Skip to content

Learning a Unified Latent Action Space from Videos with Action-centric Cycle Consistency

Conference: CVPR 2026
Paper: CVF Open Access
Code: TBD
Area: Robotics / Embodied AI
Keywords: Latent Action, Video Pre-training, Cycle Consistency, VLA, Cross-embodiment

TL;DR

CycleMimic is proposed to learn a latent action tokenizer from unlabeled videos using "Action-centric Cycle Consistency (AC3)." By establishing a closed loop of "sampling latent actions → generating future frames → predicting the action back from the original and generated frames," the method enforces a semantically consistent and unified cross-embodiment latent action space. It improves performance over OpenVLA by 20.1% on LIBERO and increases the average completed tasks on CALVIN from 3.27 to 3.93.

Background & Motivation

Background: Robot imitation learning relies on expensive action-annotated demonstrations, whereas video constitutes a massive, nearly free data source. Recent mainstream approaches involve training a "latent action tokenizer": given adjacent frames \(o_t, o_{t+H}\), an encoder produces a latent action \(z_t\), while a decoder uses the current frame and latent action to reconstruct the future frame. This distills behavioral patterns from videos into discrete action tokens for pre-training Vision-Language-Action (VLA) policies (e.g., Genie, LAPA, UniVLA).

Limitations of Prior Work: A pilot study reveals two major weaknesses. First, each current frame is uniquely paired with its future frame; the tokenizer can simply memorize this pair to achieve reconstruction without understanding the underlying transition dynamics. This leads to semantic inconsistency (applying a latent action from a reference video to a new frame results in divergent motion). Second, to accommodate heterogeneous morphologies of different robots, tokenizers typically assign disjoint latent action subsets to each embodiment, leading to a fragmented action space and preventing cross-embodiment knowledge transfer.

Key Challenge: The reconstruction objective is too "easy"—the unique pairing allows the tokenizer to take shortcuts, failing to learn semantically consistent actions or unified representations across embodiments.

Goal: To construct a unified latent action space that simultaneously satisfies (1) semantic consistency and (2) cross-embodiment unification.

Key Insight: Break the "unique pairing" shortcut. Instead of only using paired \((o_t, o_{t+H})\) from the dataset, the method samples actions from a latent action pool, generates diverse future frames, and requires the tokenizer to predict back the sampled action from the original and generated frames.

Core Idea: Adapt the CycleGAN concept to the action space via a self-supervised task: the "sampled action → generated frame → back-predicted action" loop forces the tokenizer to learn semantically coherent and cross-embodiment reusable latent actions.

Method

Overall Architecture

The input to CycleMimic consists of unlabeled video datasets \(T^o\) and a small amount of action-annotated robot demonstrations \(T^a\). The pipeline consists of three stages: learning a latent action tokenizer with AC3 constraints (the core innovation), pre-training a VLA policy on videos to predict latent action tokens (treating the tokenizer encoder as an inverse dynamics model), and finally fine-tuning the policy with annotated data to produce continuous low-level robot actions.

▶ Material provided:
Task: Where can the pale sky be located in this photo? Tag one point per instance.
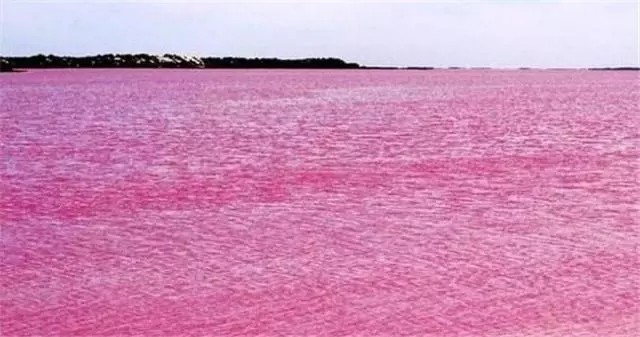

▶ Short exercise 1:
According to the CycleMimic write-up, by how much does the method improve over OpenVLA on LIBERO?
▶ Short exercise 2:
Pick up the CycleMimic write-up after its last sentence and carry it forward.
The data that comes after the CycleMimic write-up is from a different source.

▶ Expected output 1:
By 20.1%.

▶ Expected output 2:
The tokenizer is a VQ-VAE style encoder-decoder: the encoder \(E\) uses DINOv2 to extract features from current and future frames, concatenates learnable latent action tokens, and applies a spatio-temporal (ST) transformer to aggregate transition dynamics into quantized discrete actions \(z_t^q\) (each action uses \(l_z\) tokens with codebook size \(K\)). The decoder \(D\) reconstructs the future frame from the current frame and \(z_t^q\). The system is enhanced by three components: Action-centric Cycle Consistency, a latent action buffer, and a local-global discriminator.

%%{init: {'flowchart': {'rankSpacing': 24, 'nodeSpacing': 28, 'padding': 6, 'wrappingWidth': 400}}}%%
flowchart TD
    A["Unlabeled Videos <br/>+ Sparse Annotated Demos"] --> B["Latent Action Tokenization<br/>DINOv2 Encoding + ST-transformer + VQ-VAE"]
    B --> C["Action-centric Cycle Consistency (AC3)<br/>Sample Action → Generate Frame → Predict Action"]
    C -->|Uniform Sampling from Pool| D["Latent Action Buffer Z<br/>Accumulates last B batches to approximate space"]
    C -->|Constraints on Generated Distribution| E["Local-Global Discriminator<br/>Distribution Alignment + Info Leakage Prevention"]
    D --> F["Policy Pre-training<br/>VLM Predicts Latent Action Tokens"]
    E --> F
    F --> G["Action Fine-tuning<br/>LoRA + Action Token Decoding to Continuous Actions"]
    G --> H["Robot Execution"]

Key Designs

1. Action-centric Cycle Consistency (AC3): Enforcing semantic consistency and cross-embodiment unification via closed-loop tasks.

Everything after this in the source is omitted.